Task objective: Count the lines below that contain the word "white", and reply with that number alone.

-*-

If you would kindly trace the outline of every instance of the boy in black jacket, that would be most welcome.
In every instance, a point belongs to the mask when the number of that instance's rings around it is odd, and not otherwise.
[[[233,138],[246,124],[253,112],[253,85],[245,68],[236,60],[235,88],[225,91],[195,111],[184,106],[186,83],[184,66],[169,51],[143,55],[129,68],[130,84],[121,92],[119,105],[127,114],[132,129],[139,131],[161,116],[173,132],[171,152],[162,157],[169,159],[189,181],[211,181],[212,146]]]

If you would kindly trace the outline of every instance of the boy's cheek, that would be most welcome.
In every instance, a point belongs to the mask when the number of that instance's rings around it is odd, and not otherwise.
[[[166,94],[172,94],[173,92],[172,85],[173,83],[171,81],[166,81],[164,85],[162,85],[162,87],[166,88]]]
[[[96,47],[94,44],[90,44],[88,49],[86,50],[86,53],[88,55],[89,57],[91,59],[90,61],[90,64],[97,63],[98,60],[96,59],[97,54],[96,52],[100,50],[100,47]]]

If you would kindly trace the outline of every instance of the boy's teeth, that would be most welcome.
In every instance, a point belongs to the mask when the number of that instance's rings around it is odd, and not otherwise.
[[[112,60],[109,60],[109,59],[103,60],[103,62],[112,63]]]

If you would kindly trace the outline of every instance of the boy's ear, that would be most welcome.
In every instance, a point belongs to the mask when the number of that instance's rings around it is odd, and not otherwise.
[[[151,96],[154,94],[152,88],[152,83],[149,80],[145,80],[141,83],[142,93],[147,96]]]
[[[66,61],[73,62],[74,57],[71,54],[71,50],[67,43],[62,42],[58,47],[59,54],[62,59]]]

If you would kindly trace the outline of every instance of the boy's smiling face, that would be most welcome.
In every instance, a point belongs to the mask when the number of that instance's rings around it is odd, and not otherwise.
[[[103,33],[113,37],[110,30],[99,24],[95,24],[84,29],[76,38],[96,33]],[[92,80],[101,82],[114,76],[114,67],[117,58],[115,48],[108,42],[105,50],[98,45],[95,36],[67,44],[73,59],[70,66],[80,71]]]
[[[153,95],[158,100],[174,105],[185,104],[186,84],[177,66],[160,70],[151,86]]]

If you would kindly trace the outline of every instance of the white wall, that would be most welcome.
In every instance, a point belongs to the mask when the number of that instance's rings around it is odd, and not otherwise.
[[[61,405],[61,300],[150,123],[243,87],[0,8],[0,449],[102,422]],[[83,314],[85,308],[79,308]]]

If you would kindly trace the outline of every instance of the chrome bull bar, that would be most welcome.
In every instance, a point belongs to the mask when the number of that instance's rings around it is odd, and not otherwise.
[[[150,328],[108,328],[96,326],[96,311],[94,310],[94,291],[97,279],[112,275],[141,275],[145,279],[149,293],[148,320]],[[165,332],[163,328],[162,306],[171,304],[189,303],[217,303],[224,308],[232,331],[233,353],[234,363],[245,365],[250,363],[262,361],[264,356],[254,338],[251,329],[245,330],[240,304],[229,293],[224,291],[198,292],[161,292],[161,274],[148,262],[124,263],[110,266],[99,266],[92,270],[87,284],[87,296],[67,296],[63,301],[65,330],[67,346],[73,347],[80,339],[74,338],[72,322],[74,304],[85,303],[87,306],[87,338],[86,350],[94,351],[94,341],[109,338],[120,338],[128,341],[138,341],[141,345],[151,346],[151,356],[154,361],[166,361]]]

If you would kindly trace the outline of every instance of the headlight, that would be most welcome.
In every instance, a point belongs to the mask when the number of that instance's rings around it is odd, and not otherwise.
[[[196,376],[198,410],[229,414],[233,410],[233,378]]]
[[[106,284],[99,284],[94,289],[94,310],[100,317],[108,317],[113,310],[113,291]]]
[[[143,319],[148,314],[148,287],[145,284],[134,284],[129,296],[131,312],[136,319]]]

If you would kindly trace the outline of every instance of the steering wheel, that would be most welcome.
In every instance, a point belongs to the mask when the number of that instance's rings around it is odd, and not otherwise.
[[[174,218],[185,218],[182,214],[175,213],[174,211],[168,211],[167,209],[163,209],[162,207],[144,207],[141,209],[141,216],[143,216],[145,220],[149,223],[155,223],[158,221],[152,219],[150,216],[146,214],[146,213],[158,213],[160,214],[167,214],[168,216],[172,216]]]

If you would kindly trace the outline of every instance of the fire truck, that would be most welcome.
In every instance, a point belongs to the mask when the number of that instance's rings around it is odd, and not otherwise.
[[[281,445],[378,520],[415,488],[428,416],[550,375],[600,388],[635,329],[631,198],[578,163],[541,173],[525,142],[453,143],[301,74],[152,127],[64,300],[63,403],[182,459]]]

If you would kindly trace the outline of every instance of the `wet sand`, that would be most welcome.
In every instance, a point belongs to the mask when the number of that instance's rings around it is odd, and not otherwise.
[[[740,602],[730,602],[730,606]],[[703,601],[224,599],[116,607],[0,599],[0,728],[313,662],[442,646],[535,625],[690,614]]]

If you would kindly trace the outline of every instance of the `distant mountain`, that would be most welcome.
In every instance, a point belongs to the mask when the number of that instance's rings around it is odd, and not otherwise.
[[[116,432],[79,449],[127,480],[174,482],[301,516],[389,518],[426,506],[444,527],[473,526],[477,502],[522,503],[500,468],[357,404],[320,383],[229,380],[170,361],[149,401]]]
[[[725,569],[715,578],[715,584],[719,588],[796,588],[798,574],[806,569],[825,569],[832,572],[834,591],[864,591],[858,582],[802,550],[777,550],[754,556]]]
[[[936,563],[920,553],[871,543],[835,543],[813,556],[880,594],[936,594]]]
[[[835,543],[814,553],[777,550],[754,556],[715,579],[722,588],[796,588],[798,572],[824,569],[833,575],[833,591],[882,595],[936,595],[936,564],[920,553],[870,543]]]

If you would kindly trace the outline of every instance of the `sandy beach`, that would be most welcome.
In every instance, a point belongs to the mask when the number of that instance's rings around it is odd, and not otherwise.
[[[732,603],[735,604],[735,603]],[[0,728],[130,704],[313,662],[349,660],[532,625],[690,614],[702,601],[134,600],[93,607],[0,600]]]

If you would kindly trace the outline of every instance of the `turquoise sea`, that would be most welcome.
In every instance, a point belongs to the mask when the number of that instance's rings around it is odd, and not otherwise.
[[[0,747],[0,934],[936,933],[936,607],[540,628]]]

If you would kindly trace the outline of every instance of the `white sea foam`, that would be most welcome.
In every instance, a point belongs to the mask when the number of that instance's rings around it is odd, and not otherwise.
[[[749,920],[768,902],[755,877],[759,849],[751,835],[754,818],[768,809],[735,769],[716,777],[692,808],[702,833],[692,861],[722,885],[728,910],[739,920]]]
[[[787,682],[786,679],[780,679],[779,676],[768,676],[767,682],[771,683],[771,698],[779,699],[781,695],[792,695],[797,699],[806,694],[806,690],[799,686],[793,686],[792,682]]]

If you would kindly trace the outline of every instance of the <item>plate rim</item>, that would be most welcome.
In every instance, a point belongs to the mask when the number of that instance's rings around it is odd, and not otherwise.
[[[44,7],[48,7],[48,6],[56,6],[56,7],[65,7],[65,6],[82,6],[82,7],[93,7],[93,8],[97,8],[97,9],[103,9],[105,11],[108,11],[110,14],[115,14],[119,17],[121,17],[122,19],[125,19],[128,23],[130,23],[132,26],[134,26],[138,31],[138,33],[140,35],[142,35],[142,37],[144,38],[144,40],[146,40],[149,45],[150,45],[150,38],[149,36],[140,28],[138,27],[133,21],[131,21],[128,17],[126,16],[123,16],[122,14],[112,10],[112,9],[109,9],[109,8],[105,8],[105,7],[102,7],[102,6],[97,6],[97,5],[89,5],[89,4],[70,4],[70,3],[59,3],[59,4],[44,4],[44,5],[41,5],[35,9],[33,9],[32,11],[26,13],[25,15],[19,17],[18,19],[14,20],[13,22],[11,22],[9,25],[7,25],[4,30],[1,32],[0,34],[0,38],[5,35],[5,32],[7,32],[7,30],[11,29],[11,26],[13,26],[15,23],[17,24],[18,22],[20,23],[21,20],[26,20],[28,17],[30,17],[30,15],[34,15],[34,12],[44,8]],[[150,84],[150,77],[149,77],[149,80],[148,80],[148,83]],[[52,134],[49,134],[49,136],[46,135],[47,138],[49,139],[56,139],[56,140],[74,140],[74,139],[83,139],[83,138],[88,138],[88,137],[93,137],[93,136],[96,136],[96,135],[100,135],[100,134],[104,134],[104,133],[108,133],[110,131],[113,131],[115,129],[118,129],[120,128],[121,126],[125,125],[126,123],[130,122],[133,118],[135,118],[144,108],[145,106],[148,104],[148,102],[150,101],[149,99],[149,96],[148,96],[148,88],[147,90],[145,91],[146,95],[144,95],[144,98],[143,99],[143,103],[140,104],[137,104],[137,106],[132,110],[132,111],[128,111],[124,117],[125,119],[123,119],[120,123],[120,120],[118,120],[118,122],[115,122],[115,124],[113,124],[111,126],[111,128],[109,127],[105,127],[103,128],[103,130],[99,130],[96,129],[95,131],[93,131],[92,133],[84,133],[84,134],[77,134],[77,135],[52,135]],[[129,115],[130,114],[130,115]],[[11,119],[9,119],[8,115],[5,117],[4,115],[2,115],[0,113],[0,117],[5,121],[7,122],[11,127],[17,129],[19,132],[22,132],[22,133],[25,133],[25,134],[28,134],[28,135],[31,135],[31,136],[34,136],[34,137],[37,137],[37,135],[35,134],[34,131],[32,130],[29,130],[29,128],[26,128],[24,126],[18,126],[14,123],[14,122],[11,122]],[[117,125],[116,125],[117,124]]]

-*-

Result: 2